- Opening Delimiter -
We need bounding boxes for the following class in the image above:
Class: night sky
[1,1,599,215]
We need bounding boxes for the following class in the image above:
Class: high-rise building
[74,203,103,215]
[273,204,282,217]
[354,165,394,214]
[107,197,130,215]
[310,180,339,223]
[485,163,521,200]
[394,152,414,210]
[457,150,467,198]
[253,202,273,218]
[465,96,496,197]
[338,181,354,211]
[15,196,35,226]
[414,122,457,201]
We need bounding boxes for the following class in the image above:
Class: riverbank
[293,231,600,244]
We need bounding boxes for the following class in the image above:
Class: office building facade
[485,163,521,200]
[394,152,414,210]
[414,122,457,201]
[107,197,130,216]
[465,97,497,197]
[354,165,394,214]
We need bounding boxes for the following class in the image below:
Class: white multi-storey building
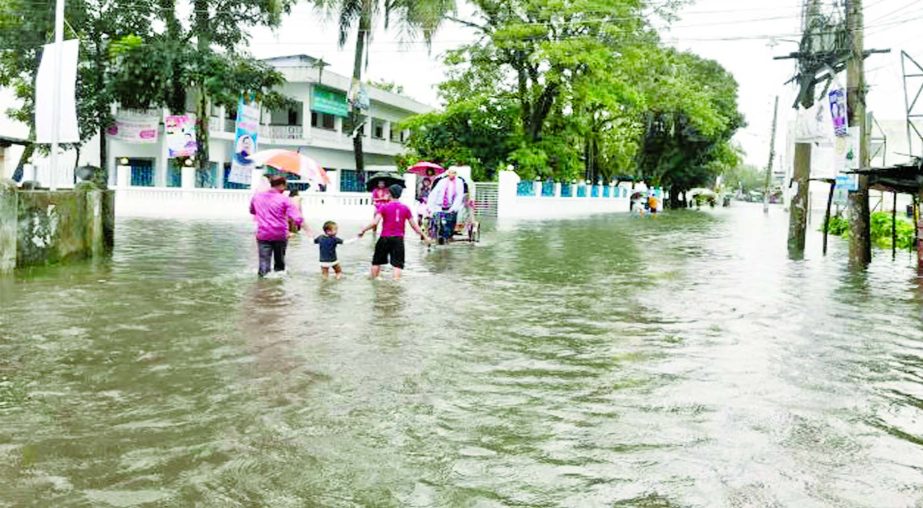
[5,54,430,196]
[105,54,431,194]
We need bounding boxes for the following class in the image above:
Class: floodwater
[1,204,923,507]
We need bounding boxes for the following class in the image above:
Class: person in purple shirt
[358,184,430,280]
[249,175,307,277]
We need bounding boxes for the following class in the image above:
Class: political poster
[165,114,197,158]
[228,99,260,186]
[828,88,848,137]
[106,112,159,143]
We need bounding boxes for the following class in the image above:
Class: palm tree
[314,0,456,173]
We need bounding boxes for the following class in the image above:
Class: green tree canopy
[399,0,745,200]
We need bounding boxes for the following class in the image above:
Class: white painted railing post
[181,165,196,189]
[497,169,519,219]
[554,182,562,197]
[116,165,131,188]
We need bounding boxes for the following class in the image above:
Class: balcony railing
[260,125,304,140]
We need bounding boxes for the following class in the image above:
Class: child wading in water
[315,221,344,279]
[359,184,430,280]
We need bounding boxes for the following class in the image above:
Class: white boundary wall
[496,171,636,219]
[116,167,421,222]
[114,165,653,223]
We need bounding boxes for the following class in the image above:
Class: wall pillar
[181,166,196,189]
[402,173,418,206]
[302,100,313,141]
[554,183,562,197]
[497,170,520,219]
[0,180,17,273]
[116,165,131,188]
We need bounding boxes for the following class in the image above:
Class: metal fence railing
[473,182,499,218]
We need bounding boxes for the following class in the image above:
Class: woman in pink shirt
[249,175,307,277]
[370,180,390,236]
[359,184,429,280]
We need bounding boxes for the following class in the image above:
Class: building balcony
[260,125,304,141]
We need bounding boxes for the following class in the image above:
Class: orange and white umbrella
[249,149,331,185]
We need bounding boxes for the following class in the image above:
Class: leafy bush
[821,212,915,249]
[870,211,915,250]
[822,216,850,237]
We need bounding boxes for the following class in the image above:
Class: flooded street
[2,204,923,506]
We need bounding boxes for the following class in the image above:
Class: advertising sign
[836,173,859,192]
[828,88,848,137]
[107,112,159,143]
[312,86,349,117]
[165,114,197,158]
[349,79,370,110]
[228,99,260,186]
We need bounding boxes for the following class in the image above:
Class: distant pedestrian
[370,179,391,236]
[359,184,430,280]
[249,175,306,277]
[648,193,659,216]
[315,221,344,280]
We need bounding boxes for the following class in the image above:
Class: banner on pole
[165,114,197,158]
[35,40,80,144]
[828,88,848,137]
[107,112,159,143]
[228,99,260,186]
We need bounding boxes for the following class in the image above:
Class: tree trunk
[193,0,210,172]
[350,6,370,173]
[160,0,185,112]
[13,142,34,182]
[95,42,108,184]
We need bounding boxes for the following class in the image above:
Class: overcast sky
[3,0,921,168]
[248,0,923,167]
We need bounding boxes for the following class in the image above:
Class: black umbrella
[365,172,405,192]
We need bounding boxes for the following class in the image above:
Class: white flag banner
[35,39,80,144]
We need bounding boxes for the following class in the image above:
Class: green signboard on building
[312,86,348,117]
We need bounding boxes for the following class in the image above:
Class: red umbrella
[407,161,445,177]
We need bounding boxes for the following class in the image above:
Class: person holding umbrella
[366,172,405,236]
[406,162,445,232]
[250,175,308,277]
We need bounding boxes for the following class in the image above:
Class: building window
[372,118,386,139]
[196,163,218,188]
[288,108,299,126]
[127,158,154,187]
[167,160,183,188]
[340,169,367,193]
[311,111,336,130]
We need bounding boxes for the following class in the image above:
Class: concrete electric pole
[785,0,824,257]
[764,96,779,214]
[49,0,64,191]
[846,0,872,266]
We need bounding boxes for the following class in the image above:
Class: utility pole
[49,0,64,191]
[764,96,779,214]
[785,0,823,257]
[846,0,872,266]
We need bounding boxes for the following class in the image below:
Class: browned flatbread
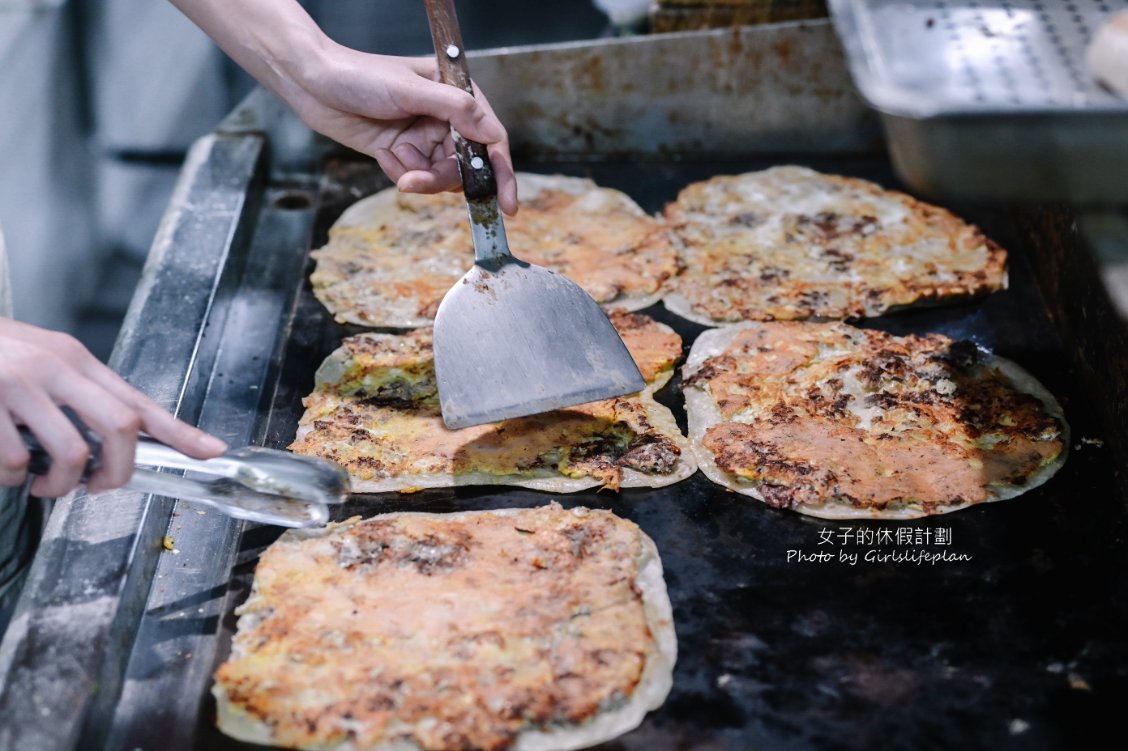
[663,166,1008,324]
[310,172,680,328]
[213,503,676,751]
[683,321,1068,518]
[289,313,696,493]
- Closing Delimiter -
WHAT YOU HAVE TO DO:
Repeat the records word for word, skipping pictures.

RESULT FOR THIS TASK:
We need bounding boxes for the following class in the image above:
Class: night sky
[1,1,599,215]
We need bounding boxes for the following class in the image above:
Class: high-rise building
[74,203,103,215]
[273,204,282,217]
[354,165,394,214]
[107,197,130,215]
[310,180,339,223]
[485,163,521,200]
[394,152,414,210]
[457,150,467,198]
[253,202,273,218]
[465,96,496,197]
[338,181,354,211]
[15,196,35,226]
[414,122,457,201]
We need bounding boxes for the following class in the image above:
Class: riverbank
[293,231,600,244]
We need bounding boxes for the following class in the image above:
Class: office building facade
[485,163,521,200]
[394,152,414,210]
[414,122,457,201]
[107,197,130,216]
[465,97,497,197]
[354,165,394,214]
We need bounding boxes for the following class in the image below:
Class: white multi-storey building
[5,54,430,196]
[105,54,431,194]
We need bounding boxes for the following class in the image above:
Class: floodwater
[1,204,923,507]
We need bounding boxes for the following class in the image above:
Class: person in purple shirt
[358,184,430,280]
[249,175,307,277]
We need bounding boxes for the following class in the image above:
Class: political poster
[165,114,197,158]
[228,99,260,186]
[828,88,848,137]
[106,112,159,143]
We need bounding boxes for the following class in the image above:
Class: palm tree
[314,0,456,173]
We need bounding boxes for the following class in the image above:
Class: green tree canopy
[399,0,745,200]
We need bounding boxes for the following class in the image above:
Class: white painted railing post
[181,165,196,189]
[497,169,519,219]
[554,182,562,197]
[116,165,131,188]
We need bounding boxes for the following class in the image above:
Class: balcony railing
[260,125,304,140]
We need bounding boxes for the following class in the image above:
Class: child wading in water
[315,221,344,279]
[359,184,430,280]
We need bounding boxes for the following class in the image above:
Class: white boundary wall
[496,171,636,219]
[116,167,421,222]
[114,165,653,223]
We need bounding boxes for the following class in the image above:
Class: wall pillar
[181,166,196,189]
[402,173,418,206]
[302,100,313,141]
[554,183,562,197]
[497,170,520,219]
[0,180,17,273]
[116,165,131,188]
We need bounding boxes for the following class in the image above:
Class: metal fence railing
[473,182,499,218]
We need bounding boxes for the following class in the image above:
Class: woman in pink shirt
[249,175,307,277]
[370,180,390,236]
[359,184,429,280]
We need bounding boxes for the following class in the image above:
Class: building balcony
[260,125,304,141]
We need bounding boxes for the following class in the image above:
Class: orange and white umbrella
[249,149,331,185]
We need bounding boxes for the following class in the image above:
Class: leafy bush
[821,212,915,249]
[870,211,915,250]
[822,216,850,237]
We need bounding boxes for the following class in the image above:
Class: flooded street
[2,204,923,506]
We need bounding boxes for the following class in the image above:
Class: advertising sign
[836,173,859,192]
[828,88,848,137]
[107,112,159,143]
[312,86,349,117]
[165,114,197,158]
[349,79,370,110]
[228,99,260,186]
We need bounding boxes for the following class in the image above:
Class: distant pedestrian
[370,179,391,236]
[359,184,430,280]
[249,175,306,277]
[648,193,659,216]
[315,221,344,280]
We need bounding boxes for the following class in the image above:
Class: banner on pole
[165,114,197,158]
[35,40,80,144]
[828,88,848,137]
[107,112,159,143]
[228,99,260,186]
We need bounding boxes for the following class in the image above:
Class: tree trunk
[193,0,210,172]
[350,6,370,173]
[160,0,185,112]
[13,142,34,182]
[95,42,108,184]
We need bounding boxes for the following class in the image above:
Class: overcast sky
[3,0,921,168]
[248,0,923,167]
We need bounding boxes for the following class in the image above:
Class: black umbrella
[365,172,405,192]
We need bounding boxes for the following class in the image above:
Class: white flag banner
[35,39,80,144]
We need bounding boxes for the following class in the image above:
Class: green signboard on building
[312,86,348,117]
We need bounding boxes for the following class in the image above:
Class: red umbrella
[407,161,445,177]
We need bounding boxes for the following class in the image above:
Class: person holding umbrella
[366,172,405,236]
[406,162,445,232]
[250,175,308,277]
We need bounding boxes for the following class in the image above:
Class: building window
[372,118,386,139]
[196,163,218,188]
[288,108,299,126]
[127,158,154,187]
[167,160,183,188]
[340,169,367,193]
[311,111,336,130]
We need bounding boxes for the following class in the image above:
Class: concrete electric pole
[785,0,824,257]
[764,96,779,214]
[49,0,64,191]
[846,0,872,266]
We need bounding boxes for the following class in the image above:
Class: utility pole
[49,0,64,191]
[764,96,779,214]
[785,0,823,257]
[846,0,872,266]
We need bounding boxes for the following class in the image below:
Class: browned flatbread
[663,166,1008,324]
[310,172,680,328]
[213,503,676,751]
[683,321,1068,518]
[289,313,696,493]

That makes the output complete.